>> Begin Source

# Biconditional is Commutative/Formulation 1

## Theorems

$p \iff q \dashv \vdash q \iff p$

## Proof 1

By the tableau method of natural deduction:

$p \iff q \vdash q \iff p$
Line Pool Formula Rule Depends upon Notes
1 1 $p \iff q$ Premise (None)
2 1 $p \implies q$ Biconditional Elimination: $\iff \EE_1$ 1
3 1 $q \implies p$ Biconditional Elimination: $\iff \EE_2$ 1
4 1 $q \iff p$ Biconditional Introduction: $\iff \II$ 3, 2

$\Box$

By the tableau method of natural deduction:

$q \iff p \vdash p \iff q$
Line Pool Formula Rule Depends upon Notes
1 1 $q \iff p$ Premise (None)
2 1 $q \implies p$ Biconditional Elimination: $\iff \EE_1$ 1
3 1 $p \implies q$ Biconditional Elimination: $\iff \EE_2$ 1
4 1 $p \iff q$ Biconditional Introduction: $\iff \II$ 3, 2

$\blacksquare$

## Proof 2

By the tableau method of natural deduction:

$p \iff q \vdash q \iff p$
Line Pool Formula Rule Depends upon Notes
1 1 $p \iff q$ Premise (None)
2 1 $\left({p \implies q}\right) \land \left({q \implies p}\right)$ Sequent Introduction 1 Rule of Material Equivalence
3 1 $\left({q \implies p}\right) \land \left({p \implies q}\right)$ Sequent Introduction 2 Conjunction is Commutative
4 1 $q \iff p$ Sequent Introduction 3 Rule of Material Equivalence

$\Box$

By the tableau method of natural deduction:

$q \iff p \vdash p \iff q$
Line Pool Formula Rule Depends upon Notes
1 1 $q \iff p$ Premise (None)

>> End Source

> **Aim**: Extend the page on the commutativity of the biconditional, starting right after its final line. The material that comes next has no connection to the page on the commutativity of the biconditional.

>> Begin Data

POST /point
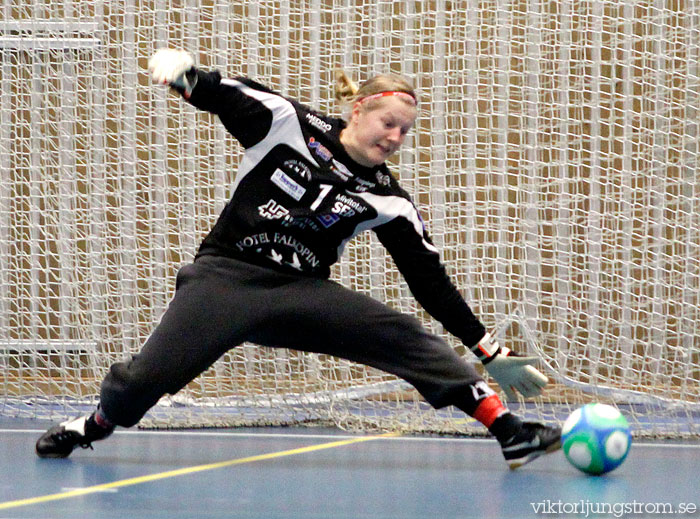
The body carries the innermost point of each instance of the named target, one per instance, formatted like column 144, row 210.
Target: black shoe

>> End Data

> **Task result**:
2 1 $\left({q \implies p}\right) \land \left({p \implies q}\right)$ Sequent Introduction 1 Rule of Material Equivalence
3 1 $\left({p \implies q}\right) \land \left({q \implies p}\right)$ Sequent Introduction 2 Conjunction is Commutative
4 1 $p \iff q$ Sequent Introduction 3 Rule of Material Equivalence

$\blacksquare$

## Proof by Truth Table

We apply the Method of Truth Tables.

As can be seen by inspection, the truth values under the main connectives match for all boolean interpretations.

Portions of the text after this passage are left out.